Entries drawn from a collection
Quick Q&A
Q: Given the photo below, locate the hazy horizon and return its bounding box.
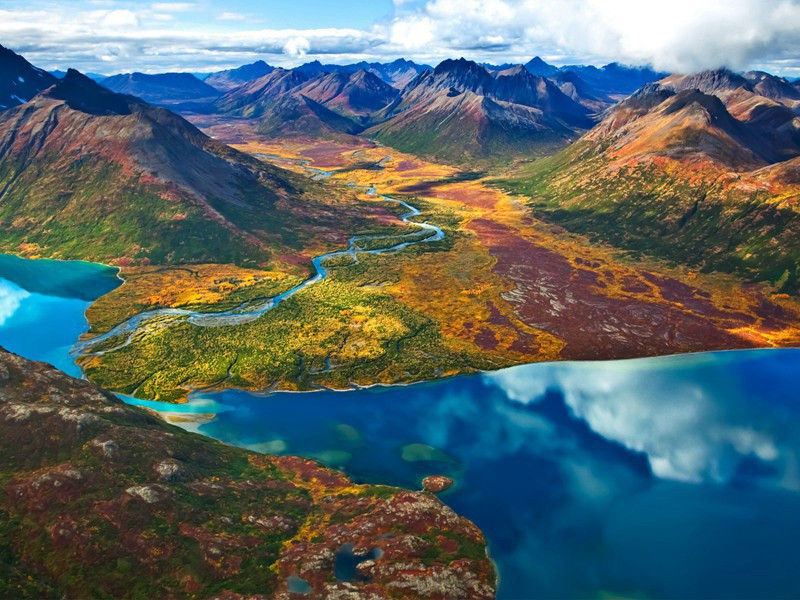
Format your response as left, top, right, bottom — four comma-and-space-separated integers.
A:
0, 0, 800, 77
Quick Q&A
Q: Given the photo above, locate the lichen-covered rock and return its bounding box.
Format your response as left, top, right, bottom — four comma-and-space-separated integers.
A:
0, 349, 495, 600
422, 475, 455, 494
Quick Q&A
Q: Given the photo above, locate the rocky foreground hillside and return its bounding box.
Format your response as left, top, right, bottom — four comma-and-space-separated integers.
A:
0, 349, 495, 599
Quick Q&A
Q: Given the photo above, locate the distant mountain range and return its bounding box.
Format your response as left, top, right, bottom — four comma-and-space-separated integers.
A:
0, 56, 382, 265
0, 46, 56, 110
215, 69, 399, 136
100, 73, 221, 106
367, 59, 593, 161
506, 69, 800, 293
203, 60, 275, 92
17, 48, 664, 162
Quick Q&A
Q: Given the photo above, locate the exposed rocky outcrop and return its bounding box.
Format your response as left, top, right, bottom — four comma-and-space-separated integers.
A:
0, 349, 495, 600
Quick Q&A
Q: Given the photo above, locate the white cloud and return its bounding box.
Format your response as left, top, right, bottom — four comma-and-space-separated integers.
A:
0, 0, 800, 75
0, 279, 30, 326
283, 35, 311, 57
98, 10, 139, 29
217, 12, 248, 21
151, 2, 196, 12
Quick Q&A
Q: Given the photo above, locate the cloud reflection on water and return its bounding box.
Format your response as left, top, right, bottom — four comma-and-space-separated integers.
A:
483, 354, 800, 490
0, 279, 30, 326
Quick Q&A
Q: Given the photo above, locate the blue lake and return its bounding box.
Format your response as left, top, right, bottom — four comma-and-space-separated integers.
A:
0, 254, 800, 599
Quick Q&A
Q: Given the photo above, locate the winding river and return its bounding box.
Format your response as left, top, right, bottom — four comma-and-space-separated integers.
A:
0, 157, 800, 600
72, 156, 445, 356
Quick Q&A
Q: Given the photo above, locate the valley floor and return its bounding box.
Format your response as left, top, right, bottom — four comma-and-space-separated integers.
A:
80, 122, 800, 401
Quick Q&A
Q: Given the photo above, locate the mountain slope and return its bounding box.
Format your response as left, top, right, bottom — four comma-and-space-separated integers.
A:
215, 68, 398, 136
204, 60, 275, 92
0, 349, 495, 600
559, 63, 666, 100
0, 71, 380, 264
367, 59, 592, 162
100, 73, 220, 105
525, 56, 558, 77
295, 58, 430, 89
0, 46, 56, 111
503, 72, 800, 293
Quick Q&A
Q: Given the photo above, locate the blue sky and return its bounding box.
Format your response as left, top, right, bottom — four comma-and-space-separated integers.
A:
0, 0, 800, 77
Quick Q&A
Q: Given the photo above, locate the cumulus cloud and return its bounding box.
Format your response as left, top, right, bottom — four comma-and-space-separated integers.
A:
392, 0, 800, 71
283, 35, 311, 57
0, 0, 800, 76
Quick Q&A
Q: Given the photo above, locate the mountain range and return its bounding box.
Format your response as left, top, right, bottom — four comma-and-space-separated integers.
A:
0, 46, 56, 111
203, 60, 275, 92
215, 69, 399, 136
505, 69, 800, 293
65, 52, 662, 163
100, 73, 221, 106
366, 59, 592, 161
0, 41, 800, 292
0, 63, 384, 265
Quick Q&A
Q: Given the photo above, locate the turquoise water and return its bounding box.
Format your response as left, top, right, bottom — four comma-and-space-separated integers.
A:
0, 254, 122, 377
0, 254, 800, 599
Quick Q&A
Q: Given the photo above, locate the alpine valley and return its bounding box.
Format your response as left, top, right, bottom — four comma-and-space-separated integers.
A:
0, 25, 800, 600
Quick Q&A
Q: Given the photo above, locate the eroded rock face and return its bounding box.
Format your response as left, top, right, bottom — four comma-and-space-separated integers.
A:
0, 349, 495, 600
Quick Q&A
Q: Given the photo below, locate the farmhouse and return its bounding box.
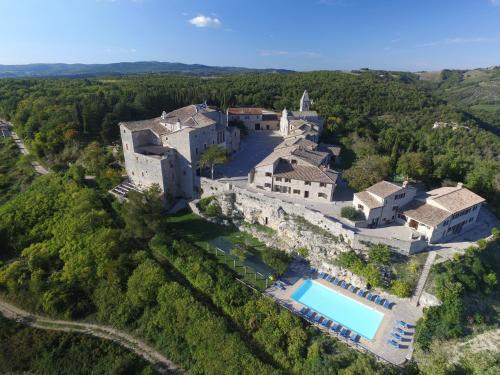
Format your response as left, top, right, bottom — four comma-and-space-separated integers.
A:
353, 181, 485, 243
226, 107, 280, 131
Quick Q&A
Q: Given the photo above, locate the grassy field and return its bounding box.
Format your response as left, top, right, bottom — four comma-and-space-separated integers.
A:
168, 213, 290, 290
472, 104, 500, 112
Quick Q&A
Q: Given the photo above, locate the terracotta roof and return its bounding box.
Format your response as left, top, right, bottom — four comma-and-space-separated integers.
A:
227, 107, 264, 115
354, 191, 383, 208
366, 181, 403, 198
427, 186, 485, 214
120, 117, 169, 136
274, 161, 338, 184
120, 104, 216, 136
403, 200, 451, 227
317, 143, 341, 156
291, 147, 328, 167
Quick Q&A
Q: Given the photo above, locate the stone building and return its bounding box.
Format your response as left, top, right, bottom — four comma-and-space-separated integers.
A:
226, 107, 280, 131
119, 104, 240, 198
353, 181, 484, 243
352, 181, 417, 227
249, 91, 339, 202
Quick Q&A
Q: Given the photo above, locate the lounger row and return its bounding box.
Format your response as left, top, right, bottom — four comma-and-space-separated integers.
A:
300, 307, 361, 343
387, 320, 412, 349
357, 289, 393, 310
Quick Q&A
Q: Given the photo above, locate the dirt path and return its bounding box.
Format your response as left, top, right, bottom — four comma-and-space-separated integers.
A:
0, 120, 50, 175
0, 300, 185, 374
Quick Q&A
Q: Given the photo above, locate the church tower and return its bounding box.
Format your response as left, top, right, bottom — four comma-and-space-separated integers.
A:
280, 108, 290, 137
300, 90, 311, 112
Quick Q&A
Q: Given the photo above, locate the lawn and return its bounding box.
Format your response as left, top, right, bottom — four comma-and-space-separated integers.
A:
168, 212, 290, 289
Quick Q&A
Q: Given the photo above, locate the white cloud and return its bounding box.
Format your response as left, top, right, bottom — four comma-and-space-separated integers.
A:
417, 36, 500, 47
189, 14, 222, 29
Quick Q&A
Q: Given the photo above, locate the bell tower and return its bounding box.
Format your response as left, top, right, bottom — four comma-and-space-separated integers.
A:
300, 90, 311, 112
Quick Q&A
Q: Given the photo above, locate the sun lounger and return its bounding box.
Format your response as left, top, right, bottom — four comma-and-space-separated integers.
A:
387, 340, 399, 349
340, 328, 349, 337
349, 333, 360, 342
398, 320, 410, 328
391, 332, 402, 340
331, 322, 342, 332
396, 328, 406, 335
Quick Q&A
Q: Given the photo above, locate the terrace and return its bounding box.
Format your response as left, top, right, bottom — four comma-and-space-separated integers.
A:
266, 262, 422, 365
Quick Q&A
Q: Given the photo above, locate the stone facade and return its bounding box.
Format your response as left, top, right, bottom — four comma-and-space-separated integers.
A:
120, 104, 240, 199
201, 178, 427, 256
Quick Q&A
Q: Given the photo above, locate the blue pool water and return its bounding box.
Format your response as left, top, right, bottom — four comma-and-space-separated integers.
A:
292, 280, 384, 340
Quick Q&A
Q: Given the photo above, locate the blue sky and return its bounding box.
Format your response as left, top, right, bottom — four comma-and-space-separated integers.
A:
0, 0, 500, 71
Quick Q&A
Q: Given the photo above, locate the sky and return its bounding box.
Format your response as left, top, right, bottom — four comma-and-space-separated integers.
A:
0, 0, 500, 71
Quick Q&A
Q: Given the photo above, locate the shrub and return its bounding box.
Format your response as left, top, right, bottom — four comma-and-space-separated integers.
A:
340, 206, 365, 221
391, 279, 412, 298
205, 202, 222, 217
198, 195, 215, 212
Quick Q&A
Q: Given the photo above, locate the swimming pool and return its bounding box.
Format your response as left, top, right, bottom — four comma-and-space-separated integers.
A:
292, 280, 384, 340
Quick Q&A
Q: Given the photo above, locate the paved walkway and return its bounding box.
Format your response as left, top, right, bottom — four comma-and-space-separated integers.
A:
411, 251, 436, 306
0, 300, 185, 374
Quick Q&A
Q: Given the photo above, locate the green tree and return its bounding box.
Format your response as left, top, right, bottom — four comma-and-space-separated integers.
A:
121, 185, 165, 240
396, 152, 429, 180
200, 145, 228, 180
344, 155, 390, 191
368, 244, 391, 266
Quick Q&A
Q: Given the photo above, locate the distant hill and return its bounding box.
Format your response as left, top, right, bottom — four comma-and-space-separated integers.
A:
0, 61, 292, 78
417, 66, 500, 111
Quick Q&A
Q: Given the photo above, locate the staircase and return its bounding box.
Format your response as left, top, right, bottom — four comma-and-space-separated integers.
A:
109, 180, 141, 198
411, 251, 436, 306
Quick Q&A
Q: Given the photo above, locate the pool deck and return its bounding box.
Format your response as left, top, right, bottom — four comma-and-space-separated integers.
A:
266, 262, 422, 365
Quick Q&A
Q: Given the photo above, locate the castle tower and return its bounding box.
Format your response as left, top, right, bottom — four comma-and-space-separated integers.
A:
300, 90, 311, 112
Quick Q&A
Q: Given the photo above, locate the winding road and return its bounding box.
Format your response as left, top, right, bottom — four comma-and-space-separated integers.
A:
0, 300, 185, 374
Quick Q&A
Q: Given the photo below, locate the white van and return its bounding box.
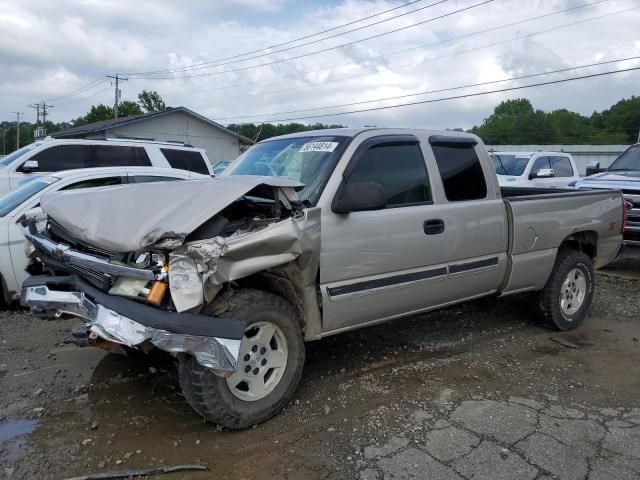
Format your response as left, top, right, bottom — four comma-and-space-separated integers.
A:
0, 137, 212, 196
489, 151, 580, 188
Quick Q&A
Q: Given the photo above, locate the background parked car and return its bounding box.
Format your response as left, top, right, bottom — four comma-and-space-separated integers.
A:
490, 152, 580, 188
0, 167, 206, 304
0, 137, 212, 195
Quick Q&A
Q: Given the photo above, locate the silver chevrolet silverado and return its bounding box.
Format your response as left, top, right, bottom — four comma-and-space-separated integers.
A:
22, 128, 623, 428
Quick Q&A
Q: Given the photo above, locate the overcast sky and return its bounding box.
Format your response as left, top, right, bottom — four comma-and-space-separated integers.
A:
0, 0, 640, 128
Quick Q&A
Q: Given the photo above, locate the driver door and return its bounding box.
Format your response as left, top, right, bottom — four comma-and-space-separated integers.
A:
320, 135, 447, 332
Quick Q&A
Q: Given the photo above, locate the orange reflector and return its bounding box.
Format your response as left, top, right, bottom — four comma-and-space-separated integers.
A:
147, 282, 167, 306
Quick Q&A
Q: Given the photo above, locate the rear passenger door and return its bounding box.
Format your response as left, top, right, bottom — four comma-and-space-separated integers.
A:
429, 136, 508, 301
160, 148, 211, 175
320, 135, 447, 332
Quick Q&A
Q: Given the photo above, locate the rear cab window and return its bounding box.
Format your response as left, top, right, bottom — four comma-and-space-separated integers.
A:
549, 156, 573, 177
160, 148, 210, 175
429, 136, 487, 202
345, 137, 433, 208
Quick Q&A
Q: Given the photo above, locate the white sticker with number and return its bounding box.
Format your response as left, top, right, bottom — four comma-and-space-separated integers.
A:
299, 142, 338, 152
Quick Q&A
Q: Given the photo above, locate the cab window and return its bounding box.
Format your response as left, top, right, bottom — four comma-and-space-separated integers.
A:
29, 145, 91, 172
432, 142, 487, 202
346, 143, 432, 207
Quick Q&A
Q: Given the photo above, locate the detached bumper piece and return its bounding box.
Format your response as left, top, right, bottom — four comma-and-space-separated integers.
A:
21, 275, 246, 374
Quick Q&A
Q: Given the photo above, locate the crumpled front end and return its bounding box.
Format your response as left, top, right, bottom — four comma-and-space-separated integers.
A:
22, 180, 320, 375
21, 275, 245, 373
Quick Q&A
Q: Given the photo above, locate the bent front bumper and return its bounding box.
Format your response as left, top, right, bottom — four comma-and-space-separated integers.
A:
21, 275, 246, 373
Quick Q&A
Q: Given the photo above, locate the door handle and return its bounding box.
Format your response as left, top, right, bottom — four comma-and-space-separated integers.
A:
423, 218, 444, 235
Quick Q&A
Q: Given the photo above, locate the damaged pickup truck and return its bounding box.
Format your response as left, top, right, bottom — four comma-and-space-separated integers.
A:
22, 128, 624, 428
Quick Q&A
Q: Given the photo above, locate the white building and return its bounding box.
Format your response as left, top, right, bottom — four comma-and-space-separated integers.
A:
51, 107, 253, 165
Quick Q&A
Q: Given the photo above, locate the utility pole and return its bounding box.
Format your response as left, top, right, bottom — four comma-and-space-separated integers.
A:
42, 100, 53, 124
107, 74, 129, 118
29, 102, 44, 126
12, 112, 24, 150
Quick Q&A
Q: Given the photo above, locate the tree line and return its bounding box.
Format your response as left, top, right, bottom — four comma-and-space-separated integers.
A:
0, 90, 640, 155
470, 96, 640, 145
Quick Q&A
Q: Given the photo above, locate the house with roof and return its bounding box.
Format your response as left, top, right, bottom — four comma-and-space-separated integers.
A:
51, 107, 253, 165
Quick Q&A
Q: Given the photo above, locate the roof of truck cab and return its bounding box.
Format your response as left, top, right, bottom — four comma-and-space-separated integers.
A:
489, 150, 571, 157
41, 166, 209, 179
263, 127, 477, 142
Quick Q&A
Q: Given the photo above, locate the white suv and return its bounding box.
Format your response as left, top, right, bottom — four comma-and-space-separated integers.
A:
489, 151, 580, 188
0, 137, 212, 196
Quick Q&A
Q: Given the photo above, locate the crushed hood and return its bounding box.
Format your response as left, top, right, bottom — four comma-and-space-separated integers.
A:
40, 175, 303, 252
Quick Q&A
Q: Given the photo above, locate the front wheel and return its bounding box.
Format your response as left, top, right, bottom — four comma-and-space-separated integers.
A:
178, 289, 305, 429
540, 250, 594, 330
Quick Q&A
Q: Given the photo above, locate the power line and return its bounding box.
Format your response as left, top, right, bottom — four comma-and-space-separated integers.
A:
174, 7, 640, 104
218, 56, 640, 120
58, 85, 111, 107
239, 67, 640, 123
129, 0, 496, 80
127, 0, 450, 75
46, 77, 106, 102
164, 0, 612, 101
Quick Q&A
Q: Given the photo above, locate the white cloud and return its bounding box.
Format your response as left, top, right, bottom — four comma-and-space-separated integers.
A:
0, 0, 640, 128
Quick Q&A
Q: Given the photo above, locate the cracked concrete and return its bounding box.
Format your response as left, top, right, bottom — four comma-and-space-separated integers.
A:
361, 397, 640, 480
0, 258, 640, 480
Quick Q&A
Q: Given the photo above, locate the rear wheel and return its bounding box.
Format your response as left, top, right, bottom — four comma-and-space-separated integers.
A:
540, 250, 594, 330
178, 289, 305, 429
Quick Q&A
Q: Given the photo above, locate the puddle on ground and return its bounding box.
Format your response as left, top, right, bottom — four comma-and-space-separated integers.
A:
0, 420, 38, 442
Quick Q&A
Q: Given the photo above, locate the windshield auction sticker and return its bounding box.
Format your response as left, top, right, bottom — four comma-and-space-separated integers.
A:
299, 142, 338, 152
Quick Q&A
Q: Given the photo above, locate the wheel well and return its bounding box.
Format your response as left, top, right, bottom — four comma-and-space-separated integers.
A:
559, 230, 598, 259
236, 271, 304, 326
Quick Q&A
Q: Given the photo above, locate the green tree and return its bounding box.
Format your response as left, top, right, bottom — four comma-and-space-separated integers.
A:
118, 100, 144, 117
138, 90, 167, 113
72, 100, 144, 127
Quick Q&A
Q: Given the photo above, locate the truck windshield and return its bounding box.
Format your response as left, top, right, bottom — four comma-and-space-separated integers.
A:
0, 142, 42, 168
0, 177, 58, 217
491, 153, 530, 177
608, 144, 640, 171
221, 136, 347, 205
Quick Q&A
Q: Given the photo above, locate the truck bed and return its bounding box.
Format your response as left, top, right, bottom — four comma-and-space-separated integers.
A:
500, 187, 622, 293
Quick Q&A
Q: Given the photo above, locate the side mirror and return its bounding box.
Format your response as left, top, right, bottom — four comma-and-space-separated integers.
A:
586, 160, 603, 177
529, 168, 555, 180
331, 182, 387, 213
22, 160, 40, 173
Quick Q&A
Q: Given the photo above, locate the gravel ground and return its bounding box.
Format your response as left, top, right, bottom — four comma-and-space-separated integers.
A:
0, 252, 640, 480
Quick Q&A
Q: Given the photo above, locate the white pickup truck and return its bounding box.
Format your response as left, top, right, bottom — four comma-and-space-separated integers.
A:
22, 128, 623, 428
489, 151, 580, 188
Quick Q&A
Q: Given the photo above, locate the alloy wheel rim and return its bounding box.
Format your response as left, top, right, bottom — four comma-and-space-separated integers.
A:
226, 322, 288, 402
560, 268, 587, 315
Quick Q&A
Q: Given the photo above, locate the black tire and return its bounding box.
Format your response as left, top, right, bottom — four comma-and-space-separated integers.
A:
539, 249, 595, 331
178, 289, 305, 429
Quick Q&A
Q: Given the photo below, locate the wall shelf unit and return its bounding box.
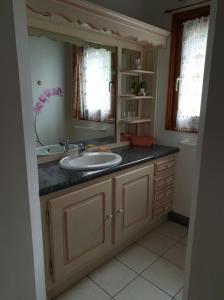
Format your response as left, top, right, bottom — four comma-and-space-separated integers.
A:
117, 46, 158, 141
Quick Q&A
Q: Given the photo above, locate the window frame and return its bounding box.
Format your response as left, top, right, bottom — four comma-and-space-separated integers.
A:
165, 6, 210, 133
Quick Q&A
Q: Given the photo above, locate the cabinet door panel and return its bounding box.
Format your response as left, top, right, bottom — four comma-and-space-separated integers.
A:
123, 176, 149, 228
114, 165, 154, 242
48, 180, 112, 280
64, 193, 105, 262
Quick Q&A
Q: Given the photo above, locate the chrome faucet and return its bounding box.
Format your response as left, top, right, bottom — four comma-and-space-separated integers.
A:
58, 139, 69, 152
78, 143, 86, 156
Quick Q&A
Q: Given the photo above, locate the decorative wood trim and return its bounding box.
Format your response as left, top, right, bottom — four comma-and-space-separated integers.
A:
26, 0, 169, 47
165, 6, 210, 133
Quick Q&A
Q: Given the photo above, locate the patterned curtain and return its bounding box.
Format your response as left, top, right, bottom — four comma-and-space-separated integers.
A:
176, 17, 209, 132
73, 46, 113, 122
72, 46, 84, 120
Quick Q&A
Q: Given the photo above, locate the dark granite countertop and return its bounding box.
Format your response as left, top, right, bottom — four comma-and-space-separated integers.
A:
39, 145, 179, 196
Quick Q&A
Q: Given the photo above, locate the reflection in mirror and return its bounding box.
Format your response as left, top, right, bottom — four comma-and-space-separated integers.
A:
29, 32, 116, 149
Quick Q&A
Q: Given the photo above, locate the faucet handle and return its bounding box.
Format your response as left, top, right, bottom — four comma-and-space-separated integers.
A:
78, 143, 86, 154
58, 138, 69, 152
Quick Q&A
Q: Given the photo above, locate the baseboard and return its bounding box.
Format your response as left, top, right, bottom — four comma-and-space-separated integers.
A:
168, 211, 189, 227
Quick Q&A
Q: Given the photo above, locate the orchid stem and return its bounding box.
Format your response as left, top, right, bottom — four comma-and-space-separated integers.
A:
34, 113, 44, 147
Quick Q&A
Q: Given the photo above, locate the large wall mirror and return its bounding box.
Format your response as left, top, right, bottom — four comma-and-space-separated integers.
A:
29, 29, 117, 146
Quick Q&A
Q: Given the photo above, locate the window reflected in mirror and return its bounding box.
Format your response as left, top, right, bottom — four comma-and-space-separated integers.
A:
29, 32, 116, 146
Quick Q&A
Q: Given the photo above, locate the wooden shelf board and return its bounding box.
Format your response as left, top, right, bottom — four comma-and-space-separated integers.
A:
119, 118, 152, 124
120, 69, 154, 76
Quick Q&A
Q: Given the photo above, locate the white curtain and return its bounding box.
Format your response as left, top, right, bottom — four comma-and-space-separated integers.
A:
81, 47, 111, 122
176, 17, 209, 131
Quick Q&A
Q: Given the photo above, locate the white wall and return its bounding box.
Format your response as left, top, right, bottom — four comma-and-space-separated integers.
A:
184, 0, 224, 300
29, 36, 72, 145
88, 0, 205, 30
0, 0, 46, 300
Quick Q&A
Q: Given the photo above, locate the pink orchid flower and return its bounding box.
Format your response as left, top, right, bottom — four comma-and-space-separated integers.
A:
34, 87, 63, 114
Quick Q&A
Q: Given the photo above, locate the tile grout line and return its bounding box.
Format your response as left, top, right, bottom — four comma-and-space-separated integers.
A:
87, 275, 116, 299
87, 221, 187, 300
109, 273, 139, 299
139, 274, 177, 300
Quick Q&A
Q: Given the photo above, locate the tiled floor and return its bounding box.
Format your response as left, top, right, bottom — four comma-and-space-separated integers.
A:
56, 222, 187, 300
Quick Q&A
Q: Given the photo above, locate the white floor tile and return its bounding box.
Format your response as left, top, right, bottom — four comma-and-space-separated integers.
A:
137, 231, 175, 255
178, 235, 188, 246
175, 290, 183, 300
89, 259, 137, 296
55, 278, 111, 300
155, 221, 187, 241
142, 258, 184, 296
163, 244, 186, 269
117, 244, 159, 273
115, 277, 171, 300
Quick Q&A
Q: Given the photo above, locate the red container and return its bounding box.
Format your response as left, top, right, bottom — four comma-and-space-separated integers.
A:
120, 132, 131, 142
131, 135, 156, 147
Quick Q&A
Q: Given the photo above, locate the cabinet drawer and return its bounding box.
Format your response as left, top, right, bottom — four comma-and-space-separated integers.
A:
154, 174, 175, 192
155, 158, 175, 176
154, 186, 174, 203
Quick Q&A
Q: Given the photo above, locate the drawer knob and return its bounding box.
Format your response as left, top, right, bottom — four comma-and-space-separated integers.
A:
106, 214, 113, 220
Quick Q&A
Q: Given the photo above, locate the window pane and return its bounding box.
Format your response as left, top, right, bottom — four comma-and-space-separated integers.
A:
83, 47, 111, 121
176, 17, 209, 131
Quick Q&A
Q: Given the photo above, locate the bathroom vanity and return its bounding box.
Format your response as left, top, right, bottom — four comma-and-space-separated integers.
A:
39, 145, 178, 299
27, 0, 175, 299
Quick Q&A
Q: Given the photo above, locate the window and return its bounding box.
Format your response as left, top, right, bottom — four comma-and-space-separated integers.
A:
73, 46, 114, 122
82, 47, 111, 121
166, 7, 209, 132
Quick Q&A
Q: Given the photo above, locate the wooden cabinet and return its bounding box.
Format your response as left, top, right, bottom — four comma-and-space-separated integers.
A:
153, 157, 175, 218
42, 156, 175, 299
114, 165, 154, 243
48, 180, 112, 281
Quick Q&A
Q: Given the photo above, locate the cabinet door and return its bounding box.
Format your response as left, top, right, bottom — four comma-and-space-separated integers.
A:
48, 180, 112, 281
114, 165, 154, 242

To be done | Extract every line of the listing above that contains the string "with". Matching is case-sensitive.

Solution to this problem |
Q: Given the photo above, locate the white sticker with number and return its bounding box.
Q: Given the photo above, locate the house with roof and return its bounding box.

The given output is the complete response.